DeimOS: A ROS-Ready operating system for the e-puck

Miquel Kegeleirs¹; David Garzón Ramos; Mauro Birattari

doi:10.5334/jors.437

(1) Overview

Introduction

Motivation and significance

Robots have become increasingly prevalent in our daily lives, with their progressive integration into society through innovative applications. [5]. Naturally, robotics education has evolved to parallel this societal trend [17]. Departing from the typical case of programming a single robot, there is a growing interest in studying the realization of groups of robots that can cooperate and act collectively [5, 16]. Swarm robotics [4] is an approach to design collective behaviors for such groups of robots. Education in swarm robotics presents an avenue for fostering interdisciplinary engineering education by addressing challenges in robotics cooperation [35, 17].

A robot swarm is a group of relatively simple robots whose strength builds upon the large number of individuals in the group. Typically, the robots in a swarm are simple in design, hardware and software—making them easy-to-produce and cost-effective devices [8]. This is the case of the e-puck [28]: a generic small mobile robot designed for education. Originally introduced in 2009, the e-puck is probably the most used robot in swarm robotics education and research [6]. The basic form of the e-puck is a two-wheeled robot endowed with infrared proximity sensors and a low-performance microcontroller. Beyond its basic form, the e-puck can be enhanced with new sensors, actuators, and computational power through plug-in extensions. Although the e-puck has been extensively used in the past, no common framework or set of software tools exists to experiment with it. In most cases, users develop ad hoc control software and interfaces to interact with the robot—which are typically not reusable. Indeed, modern common mobile robot functionalities like autonomous navigation and obstacle avoidance need to be implemented every time from the ground up when experimenting with the e-puck.

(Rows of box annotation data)
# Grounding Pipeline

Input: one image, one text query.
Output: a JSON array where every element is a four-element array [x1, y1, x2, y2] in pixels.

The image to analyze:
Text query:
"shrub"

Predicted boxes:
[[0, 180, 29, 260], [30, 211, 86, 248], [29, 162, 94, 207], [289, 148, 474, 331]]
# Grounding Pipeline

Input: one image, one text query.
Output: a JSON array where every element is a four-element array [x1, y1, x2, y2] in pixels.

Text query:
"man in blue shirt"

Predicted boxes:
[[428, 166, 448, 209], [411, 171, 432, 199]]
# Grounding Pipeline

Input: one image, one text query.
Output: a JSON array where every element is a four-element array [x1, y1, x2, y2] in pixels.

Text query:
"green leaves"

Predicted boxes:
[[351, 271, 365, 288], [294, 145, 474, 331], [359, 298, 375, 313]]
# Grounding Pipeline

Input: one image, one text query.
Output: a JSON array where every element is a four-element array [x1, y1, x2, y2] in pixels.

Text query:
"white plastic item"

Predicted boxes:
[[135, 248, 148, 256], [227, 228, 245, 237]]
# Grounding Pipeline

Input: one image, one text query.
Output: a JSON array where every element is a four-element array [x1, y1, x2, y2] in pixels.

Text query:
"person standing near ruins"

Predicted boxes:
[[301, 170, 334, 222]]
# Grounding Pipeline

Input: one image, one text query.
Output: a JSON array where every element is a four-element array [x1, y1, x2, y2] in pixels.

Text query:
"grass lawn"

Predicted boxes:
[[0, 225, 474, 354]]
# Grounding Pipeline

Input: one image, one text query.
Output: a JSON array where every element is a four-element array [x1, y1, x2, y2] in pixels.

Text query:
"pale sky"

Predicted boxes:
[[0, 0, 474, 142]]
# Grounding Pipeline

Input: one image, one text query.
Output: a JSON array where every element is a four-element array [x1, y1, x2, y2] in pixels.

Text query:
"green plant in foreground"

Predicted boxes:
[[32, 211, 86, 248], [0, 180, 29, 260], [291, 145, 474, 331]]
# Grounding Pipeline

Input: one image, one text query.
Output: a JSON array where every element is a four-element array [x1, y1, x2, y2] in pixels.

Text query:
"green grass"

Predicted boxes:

* Set task 1 *
Retype the passage of the DeimOS article from "Miquel Kegeleirs¹; David" up to and including "cooperation [35, 17].".
* Set task 2 *
Edit the records from their first line up to and including the line with "145, 474, 331]]", changing "Predicted boxes" to "Detected boxes" and leaving everything else as it is.
The DeimOS article and the records are unrelated to each other.

* Correct response 1 *
Miquel Kegeleirs¹; David Garzón Ramos; Mauro Birattari

doi:10.5334/jors.437

(1) Overview

Introduction

Motivation and significance

Robots have become increasingly prevalent in our daily lives, with their progressive integration into society through innovative applications. [5]. Naturally, robotics education has evolved to parallel this societal trend [17]. Departing from the typical case of programming a single robot, there is a growing interest in studying the realization of groups of robots that can cooperate and act collectively [5, 16]. Swarm robotics [4] is an approach to design collective behaviors for such groups of robots. Education in swarm robotics presents an avenue for fostering interdisciplinary engineering education by addressing challenges in robotics cooperation [35, 17].

* Correct response 2 *
# Grounding Pipeline

Input: one image, one text query.
Output: a JSON array where every element is a four-element array [x1, y1, x2, y2] in pixels.

The image to analyze:
Text query:
"shrub"

Detected boxes:
[[0, 180, 29, 260], [30, 211, 86, 248], [29, 162, 94, 207], [289, 148, 474, 331]]
# Grounding Pipeline

Input: one image, one text query.
Output: a JSON array where every element is a four-element array [x1, y1, x2, y2] in pixels.

Text query:
"man in blue shirt"

Detected boxes:
[[428, 166, 448, 209], [411, 171, 432, 199]]
# Grounding Pipeline

Input: one image, one text query.
Output: a JSON array where every element is a four-element array [x1, y1, x2, y2] in pixels.

Text query:
"green leaves"

Detected boxes:
[[351, 271, 365, 288], [294, 145, 474, 331], [359, 298, 375, 313]]
# Grounding Pipeline

Input: one image, one text query.
Output: a JSON array where every element is a four-element array [x1, y1, x2, y2] in pixels.

Text query:
"white plastic item"

Detected boxes:
[[135, 248, 148, 256], [227, 228, 245, 237]]
# Grounding Pipeline

Input: one image, one text query.
Output: a JSON array where every element is a four-element array [x1, y1, x2, y2] in pixels.

Text query:
"person standing near ruins"

Detected boxes:
[[301, 170, 334, 222]]
# Grounding Pipeline

Input: one image, one text query.
Output: a JSON array where every element is a four-element array [x1, y1, x2, y2] in pixels.

Text query:
"grass lawn"

Detected boxes:
[[0, 225, 474, 354]]
# Grounding Pipeline

Input: one image, one text query.
Output: a JSON array where every element is a four-element array [x1, y1, x2, y2] in pixels.

Text query:
"pale sky"

Detected boxes:
[[0, 0, 474, 142]]
# Grounding Pipeline

Input: one image, one text query.
Output: a JSON array where every element is a four-element array [x1, y1, x2, y2] in pixels.

Text query:
"green plant in foreground"

Detected boxes:
[[32, 211, 86, 248], [0, 180, 29, 260], [291, 145, 474, 331]]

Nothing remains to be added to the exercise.